> **Exercise task**
Reproduce the lines below word for word, beginning at the line that contains "point: white label" and stopping after the line that contains "column 810, row 238". Include both of those lines and nothing else.

> **The input**
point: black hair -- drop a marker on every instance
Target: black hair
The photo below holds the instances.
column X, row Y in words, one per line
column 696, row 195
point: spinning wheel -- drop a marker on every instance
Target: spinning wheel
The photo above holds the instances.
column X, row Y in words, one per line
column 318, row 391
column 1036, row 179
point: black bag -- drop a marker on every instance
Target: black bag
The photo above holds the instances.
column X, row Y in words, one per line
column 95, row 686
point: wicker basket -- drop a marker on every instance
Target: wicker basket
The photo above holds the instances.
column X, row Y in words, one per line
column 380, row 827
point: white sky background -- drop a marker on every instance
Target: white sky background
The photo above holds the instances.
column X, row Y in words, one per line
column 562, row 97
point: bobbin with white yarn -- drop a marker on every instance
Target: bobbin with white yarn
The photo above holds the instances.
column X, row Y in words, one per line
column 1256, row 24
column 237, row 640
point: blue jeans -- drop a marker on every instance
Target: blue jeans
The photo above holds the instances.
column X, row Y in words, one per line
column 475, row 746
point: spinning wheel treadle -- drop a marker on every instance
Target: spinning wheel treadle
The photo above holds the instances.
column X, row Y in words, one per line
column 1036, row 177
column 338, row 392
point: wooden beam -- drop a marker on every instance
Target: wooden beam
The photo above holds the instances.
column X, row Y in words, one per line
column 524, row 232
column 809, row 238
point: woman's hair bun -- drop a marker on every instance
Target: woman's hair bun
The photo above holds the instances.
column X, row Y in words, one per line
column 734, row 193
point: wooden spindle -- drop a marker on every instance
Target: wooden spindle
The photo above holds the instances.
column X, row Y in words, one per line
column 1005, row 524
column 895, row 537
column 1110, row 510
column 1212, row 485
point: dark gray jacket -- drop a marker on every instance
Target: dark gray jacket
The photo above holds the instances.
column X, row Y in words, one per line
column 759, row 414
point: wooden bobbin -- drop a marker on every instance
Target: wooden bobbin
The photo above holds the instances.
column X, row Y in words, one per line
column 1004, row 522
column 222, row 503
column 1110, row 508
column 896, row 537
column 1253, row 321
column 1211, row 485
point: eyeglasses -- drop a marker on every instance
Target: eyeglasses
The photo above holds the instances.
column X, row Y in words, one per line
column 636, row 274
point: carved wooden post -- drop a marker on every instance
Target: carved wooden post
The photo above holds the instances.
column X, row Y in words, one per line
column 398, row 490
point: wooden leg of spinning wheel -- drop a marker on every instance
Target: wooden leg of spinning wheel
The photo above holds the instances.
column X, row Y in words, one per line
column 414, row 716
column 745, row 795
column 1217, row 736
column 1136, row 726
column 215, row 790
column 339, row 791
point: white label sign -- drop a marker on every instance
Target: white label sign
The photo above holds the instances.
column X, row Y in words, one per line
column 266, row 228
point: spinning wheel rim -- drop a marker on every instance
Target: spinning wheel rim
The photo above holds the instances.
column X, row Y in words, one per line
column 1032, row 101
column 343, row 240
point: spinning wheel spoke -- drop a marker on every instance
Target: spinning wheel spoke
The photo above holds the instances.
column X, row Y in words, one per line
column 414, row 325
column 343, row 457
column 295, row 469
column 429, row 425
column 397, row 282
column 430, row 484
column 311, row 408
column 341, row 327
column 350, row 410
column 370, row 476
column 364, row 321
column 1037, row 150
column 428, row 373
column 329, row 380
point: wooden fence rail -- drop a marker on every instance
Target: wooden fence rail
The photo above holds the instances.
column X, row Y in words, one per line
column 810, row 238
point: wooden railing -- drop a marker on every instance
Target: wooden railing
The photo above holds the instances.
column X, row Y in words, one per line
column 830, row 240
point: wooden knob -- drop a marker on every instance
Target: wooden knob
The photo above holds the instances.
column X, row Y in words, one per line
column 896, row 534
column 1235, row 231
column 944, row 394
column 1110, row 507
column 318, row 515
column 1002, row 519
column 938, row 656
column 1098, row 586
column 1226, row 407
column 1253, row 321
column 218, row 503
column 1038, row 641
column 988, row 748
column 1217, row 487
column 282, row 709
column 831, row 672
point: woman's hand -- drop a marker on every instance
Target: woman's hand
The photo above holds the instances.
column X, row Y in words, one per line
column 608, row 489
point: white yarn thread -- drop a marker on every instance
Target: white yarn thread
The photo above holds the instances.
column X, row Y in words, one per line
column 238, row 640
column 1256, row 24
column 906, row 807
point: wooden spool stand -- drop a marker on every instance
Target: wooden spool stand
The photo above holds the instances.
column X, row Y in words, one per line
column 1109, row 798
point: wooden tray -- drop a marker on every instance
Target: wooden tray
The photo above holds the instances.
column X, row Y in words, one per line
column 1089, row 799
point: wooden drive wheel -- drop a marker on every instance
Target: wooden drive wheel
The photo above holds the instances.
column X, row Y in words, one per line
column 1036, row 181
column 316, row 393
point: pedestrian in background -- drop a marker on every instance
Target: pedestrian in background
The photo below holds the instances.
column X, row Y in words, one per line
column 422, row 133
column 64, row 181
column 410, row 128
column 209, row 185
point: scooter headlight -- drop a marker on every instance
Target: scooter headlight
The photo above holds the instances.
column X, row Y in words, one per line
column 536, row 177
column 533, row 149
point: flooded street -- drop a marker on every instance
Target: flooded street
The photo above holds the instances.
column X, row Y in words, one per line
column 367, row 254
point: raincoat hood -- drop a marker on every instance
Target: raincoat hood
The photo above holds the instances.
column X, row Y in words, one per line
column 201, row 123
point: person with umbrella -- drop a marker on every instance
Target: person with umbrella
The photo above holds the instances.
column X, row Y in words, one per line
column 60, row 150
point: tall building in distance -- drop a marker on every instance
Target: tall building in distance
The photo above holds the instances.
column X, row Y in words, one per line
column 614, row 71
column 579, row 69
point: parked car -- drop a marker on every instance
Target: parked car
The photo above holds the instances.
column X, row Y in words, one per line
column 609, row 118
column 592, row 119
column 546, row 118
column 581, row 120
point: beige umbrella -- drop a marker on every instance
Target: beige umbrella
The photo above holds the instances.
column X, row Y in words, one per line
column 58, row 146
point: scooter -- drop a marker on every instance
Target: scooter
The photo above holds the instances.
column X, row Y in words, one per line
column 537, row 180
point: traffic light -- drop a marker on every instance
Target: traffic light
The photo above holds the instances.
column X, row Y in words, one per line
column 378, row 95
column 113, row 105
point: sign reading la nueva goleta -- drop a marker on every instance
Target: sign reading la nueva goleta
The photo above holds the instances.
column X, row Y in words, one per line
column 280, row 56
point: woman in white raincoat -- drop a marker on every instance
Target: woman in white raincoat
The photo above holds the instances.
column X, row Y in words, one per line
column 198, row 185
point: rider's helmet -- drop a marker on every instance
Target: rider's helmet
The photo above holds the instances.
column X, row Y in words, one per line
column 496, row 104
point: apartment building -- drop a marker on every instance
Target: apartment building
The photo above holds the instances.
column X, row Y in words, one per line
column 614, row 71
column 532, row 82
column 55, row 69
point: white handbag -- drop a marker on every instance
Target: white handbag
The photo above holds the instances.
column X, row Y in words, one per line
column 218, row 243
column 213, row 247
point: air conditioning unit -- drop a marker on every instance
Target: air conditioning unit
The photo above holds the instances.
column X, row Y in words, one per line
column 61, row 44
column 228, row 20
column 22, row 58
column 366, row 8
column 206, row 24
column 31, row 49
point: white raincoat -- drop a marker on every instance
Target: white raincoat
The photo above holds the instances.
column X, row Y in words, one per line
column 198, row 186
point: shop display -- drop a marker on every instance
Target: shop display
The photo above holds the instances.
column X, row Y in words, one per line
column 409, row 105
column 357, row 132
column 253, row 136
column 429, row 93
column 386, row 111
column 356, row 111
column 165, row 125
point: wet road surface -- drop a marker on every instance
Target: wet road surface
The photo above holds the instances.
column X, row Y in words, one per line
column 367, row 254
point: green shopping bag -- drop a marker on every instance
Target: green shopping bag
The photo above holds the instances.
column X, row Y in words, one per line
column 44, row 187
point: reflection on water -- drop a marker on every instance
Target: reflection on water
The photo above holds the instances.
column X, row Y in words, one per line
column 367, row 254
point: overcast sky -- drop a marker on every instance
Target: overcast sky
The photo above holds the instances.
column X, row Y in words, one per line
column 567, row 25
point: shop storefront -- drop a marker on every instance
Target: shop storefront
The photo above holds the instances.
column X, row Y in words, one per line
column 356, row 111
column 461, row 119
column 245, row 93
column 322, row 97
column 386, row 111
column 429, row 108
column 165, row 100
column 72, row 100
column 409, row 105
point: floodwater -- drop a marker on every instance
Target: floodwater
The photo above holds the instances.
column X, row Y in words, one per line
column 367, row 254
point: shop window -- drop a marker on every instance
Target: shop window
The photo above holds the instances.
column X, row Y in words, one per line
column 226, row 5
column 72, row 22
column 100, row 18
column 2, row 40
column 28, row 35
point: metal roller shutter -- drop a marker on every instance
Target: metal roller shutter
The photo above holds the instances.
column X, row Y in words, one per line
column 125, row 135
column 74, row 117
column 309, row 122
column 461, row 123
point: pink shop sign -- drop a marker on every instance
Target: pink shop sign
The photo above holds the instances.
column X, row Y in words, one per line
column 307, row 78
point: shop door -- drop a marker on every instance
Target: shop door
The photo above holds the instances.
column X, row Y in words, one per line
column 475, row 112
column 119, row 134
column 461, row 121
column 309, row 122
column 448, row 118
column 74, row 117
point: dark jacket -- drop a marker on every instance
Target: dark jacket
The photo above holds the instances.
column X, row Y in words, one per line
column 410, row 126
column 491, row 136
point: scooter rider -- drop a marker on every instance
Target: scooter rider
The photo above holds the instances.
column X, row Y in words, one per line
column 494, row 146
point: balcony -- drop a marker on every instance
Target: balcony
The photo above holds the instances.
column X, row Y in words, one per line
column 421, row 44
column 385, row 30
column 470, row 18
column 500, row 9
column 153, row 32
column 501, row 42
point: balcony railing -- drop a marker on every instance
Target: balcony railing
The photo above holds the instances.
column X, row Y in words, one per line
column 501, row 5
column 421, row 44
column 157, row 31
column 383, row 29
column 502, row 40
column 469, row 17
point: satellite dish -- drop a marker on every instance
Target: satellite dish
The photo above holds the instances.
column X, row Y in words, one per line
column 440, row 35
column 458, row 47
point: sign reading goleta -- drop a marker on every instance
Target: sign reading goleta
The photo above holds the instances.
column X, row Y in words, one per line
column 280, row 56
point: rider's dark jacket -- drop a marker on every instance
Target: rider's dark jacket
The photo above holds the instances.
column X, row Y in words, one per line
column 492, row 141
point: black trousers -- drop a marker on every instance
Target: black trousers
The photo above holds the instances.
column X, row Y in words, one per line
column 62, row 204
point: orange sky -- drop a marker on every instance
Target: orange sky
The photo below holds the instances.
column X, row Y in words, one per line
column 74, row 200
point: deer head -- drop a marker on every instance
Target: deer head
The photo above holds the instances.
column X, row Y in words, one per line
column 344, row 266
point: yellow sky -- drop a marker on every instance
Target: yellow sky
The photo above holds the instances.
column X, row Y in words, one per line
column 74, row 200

> **Worked answer**
point: white label sign -- drop a marker on every instance
Target: white label sign
The photo above holds the instances.
column X, row Y in words, one per line
column 266, row 228
point: spinning wheel rim -- drop a marker on every instance
Target: spinning wheel rim
The photo above holds the instances.
column X, row Y in words, one per line
column 1032, row 101
column 343, row 240
point: spinning wheel spoke -- drop a marker on every instance
Target: spinning wheel spoke
The photo above holds the instances.
column X, row Y in words, one per line
column 414, row 325
column 343, row 457
column 295, row 469
column 429, row 425
column 397, row 282
column 430, row 484
column 311, row 408
column 341, row 327
column 350, row 410
column 370, row 476
column 364, row 321
column 1037, row 150
column 428, row 373
column 329, row 380
point: wooden fence rail -- drop a marker on every instance
Target: wooden fence rail
The photo above holds the instances.
column X, row Y in words, one per line
column 810, row 238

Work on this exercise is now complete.